■ **Do this**: Give all of the rows below again, substituting "Mark that point" for every "Tag that spot" and keeping everything else unchanged. Leave the pictures out of your answer.

[Position identification rows]

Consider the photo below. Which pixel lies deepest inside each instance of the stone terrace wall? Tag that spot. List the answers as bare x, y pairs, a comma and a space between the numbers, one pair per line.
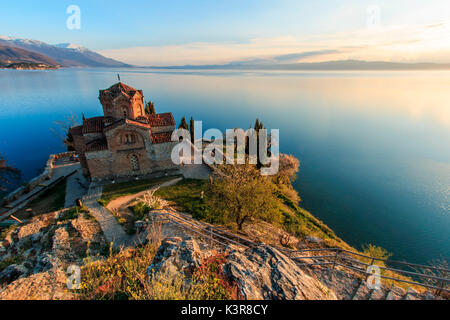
45, 175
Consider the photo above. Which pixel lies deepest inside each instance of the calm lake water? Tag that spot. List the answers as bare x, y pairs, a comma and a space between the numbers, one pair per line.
374, 146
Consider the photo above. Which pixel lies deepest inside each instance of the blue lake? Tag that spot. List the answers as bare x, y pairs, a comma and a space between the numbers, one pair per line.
374, 146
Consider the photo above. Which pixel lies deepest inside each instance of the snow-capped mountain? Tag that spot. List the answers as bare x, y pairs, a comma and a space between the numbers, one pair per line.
72, 46
65, 54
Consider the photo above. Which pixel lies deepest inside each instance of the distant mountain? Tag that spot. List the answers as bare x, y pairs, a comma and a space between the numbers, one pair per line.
66, 54
316, 66
18, 58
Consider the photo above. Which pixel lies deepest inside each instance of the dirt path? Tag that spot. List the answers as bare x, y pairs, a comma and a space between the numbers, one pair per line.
125, 201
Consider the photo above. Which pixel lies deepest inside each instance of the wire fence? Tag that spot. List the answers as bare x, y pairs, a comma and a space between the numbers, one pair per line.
429, 277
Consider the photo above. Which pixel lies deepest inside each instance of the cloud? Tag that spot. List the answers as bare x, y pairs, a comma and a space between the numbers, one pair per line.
407, 43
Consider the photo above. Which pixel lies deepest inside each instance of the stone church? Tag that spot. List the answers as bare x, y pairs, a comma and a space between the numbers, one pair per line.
125, 141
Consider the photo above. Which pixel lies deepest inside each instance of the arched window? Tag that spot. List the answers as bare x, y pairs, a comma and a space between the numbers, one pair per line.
134, 161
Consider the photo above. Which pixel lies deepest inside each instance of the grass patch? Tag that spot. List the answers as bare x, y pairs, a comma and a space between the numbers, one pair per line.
114, 191
123, 276
186, 194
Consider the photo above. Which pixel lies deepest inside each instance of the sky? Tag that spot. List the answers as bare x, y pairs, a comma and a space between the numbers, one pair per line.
198, 32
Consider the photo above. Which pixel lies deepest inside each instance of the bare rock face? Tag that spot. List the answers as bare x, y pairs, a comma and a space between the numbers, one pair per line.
176, 256
265, 273
32, 250
261, 272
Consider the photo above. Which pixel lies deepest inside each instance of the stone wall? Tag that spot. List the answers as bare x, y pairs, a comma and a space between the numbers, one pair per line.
45, 175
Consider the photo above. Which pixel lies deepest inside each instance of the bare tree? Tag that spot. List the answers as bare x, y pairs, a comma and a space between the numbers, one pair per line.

■ **Correct response**:
Consider the photo below. Which pixel lies deepest inside each instance of the stone terrace wall? Mark that point. List the answers as bare x, y pairs, a comma and a space between the numbers, one pair per line.
45, 175
Consider the photo above. Which pixel lies deepest inside each instance of the calm lake water? Mark that point. List the answers as bare x, y pairs, a comma and a space between the numbers, one pair per line.
374, 146
Consider the photo above. Which pixel lies deepest inside each instance of the blue lake? Mark that point. List the answers as bare x, y pairs, a comma and a space between the numbers, one pair per line.
374, 146
Consider the photo above. Which pixel lies deepest inside each instance of the snow-capped mountain? Mark that point. List the answers as bare x, y pairs, a comma and a space between the numbers, one pair per line.
72, 46
65, 54
Consider the photo above. Which pixel lies deepest inside each instance of the distant mountain? Mark that point. List the answers as bare x, y pairs, a comma and a space between the numbers, one pair per line.
66, 54
316, 66
18, 58
Consider the photo above. Which pixel lies deepest inside each instance of the dirt path? Mark that point. List the answers as bare x, y pairs, a comma and a space between the numbers, one pair per line.
125, 201
Consider the photo above. Which pixel lies deepest inside each instance of the wire fence? Mark that point. List the answers as bare x, y pairs, a comma and a space between the numbers, one pair per line.
429, 277
Consider the photo above. Which pixel lies deepest inside each instance of the cloud? Mark that point. List the answers as bare x, y pairs, a comma and a space between the numbers, one pair per line.
407, 43
Consider the photo above. Which pixel lies deepest inside each instance of the stone church? Mark that point. List the answers as bare x, y pairs, a comma and a space between the numbers, one pair per line.
125, 141
Consider the photo above. Which pixel lies deepest inside each instance of the arched window? Mark that point. List the answers as bare x, y pairs, a comma and a space between the numbers, one pair per line.
134, 161
Consider the photo above. Which pixel lies deepest inside each instance of the grass patch? Mark that point. List the answers as bare x, y pairs, a comma and a space between the numbers, one pair per line.
114, 191
123, 276
186, 194
Consider the photo above. Which pixel lies deepest inside each instance of the sky? Mark that point. List the answers as bare x, y pairs, a comma and a space between the numbers, one pair per line.
198, 32
Consider the photo above. Which pixel lies deepest inside each instance of the bare rock face? Mark that point. List the answers as bare x, y pairs, a comma and a space between the numbers, one pair per line.
176, 256
265, 273
32, 250
261, 272
Consider the photo above. Which pixel lies deepest inside each instance of the stone wall? Mark that point. List the answers as bare x, y pairs, a comma and a space between the numbers, one pair per line.
45, 175
Consider the photo above. Which pixel lies deepest inside each instance of the bare tree? Mark that point. List the answers as bare x, y pairs, a comma and a space between the numbers, one pair per line.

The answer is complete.